SHORT TASK: Return the part of the forum thread about measuring a bike drop that lies between "SHIVER ME TIMBERS" and "the base? NO!", inclusive, copied word for word.

PASSAGE:
......

SHIVER ME TIMBERS said:


> true dat...but still nice


whatever dude.

Why the heck do people measure a drop by the base of the the wood? Is anyone actually going to wheel drop that sucker and land right at the base? NO!

How is this kid's drop any different if it had a big gap all the way down to where his rear tire landed? 17 feet is 17feet regardless of what's in between.

We have one drop where you can roll over the edge and not even catch air. But when I hit it at speed it sends me 8 feet down. Does that make the air I cought just a roll over? No, it was a 8 footer.

I think anyone who tries to discredit this kid's nice large drop doesn't have any skilz themselves.


----------



## M1_joel (Mar 9, 2004)

SpawningGround said:


> How is this kid's drop any different if it had a big gap all the way down to where his rear tire landed?


Are you a waterhead ? That is a major difference.

Because being 8 foot off the ground is alot different that being 17 feet off the ground. It's called a Mind Fvck!


----------



## RTM (Sep 17, 2005)

I vote for 17. I'd bet the guys fighting hardest to shrink this drop wouldn't hit it anyway. show me a guy who hits 30 footers and I bet he'd say, "sure kid, 17, nice job." because he's not threatened. insecurity says, "NO, that's only 10. here's a multi color graph to show it." if his tire left the ramp, and hit the ground 17 vertical feet down, he dropped 17 feet. why are we looking for ways to make it sound smaller anyway? give the guy his due. lord knows I would benefit more than anyone from a little leniency on the drop measurements.

......

INFORMATION SHOWN:
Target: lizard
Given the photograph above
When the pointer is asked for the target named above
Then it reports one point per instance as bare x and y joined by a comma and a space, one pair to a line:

......

FULL ANSWER:
SHIVER ME TIMBERS said:


> true dat...but still nice


whatever dude.

Why the heck do people measure a drop by the base of the the wood? Is anyone actually going to wheel drop that sucker and land right at the base? NO!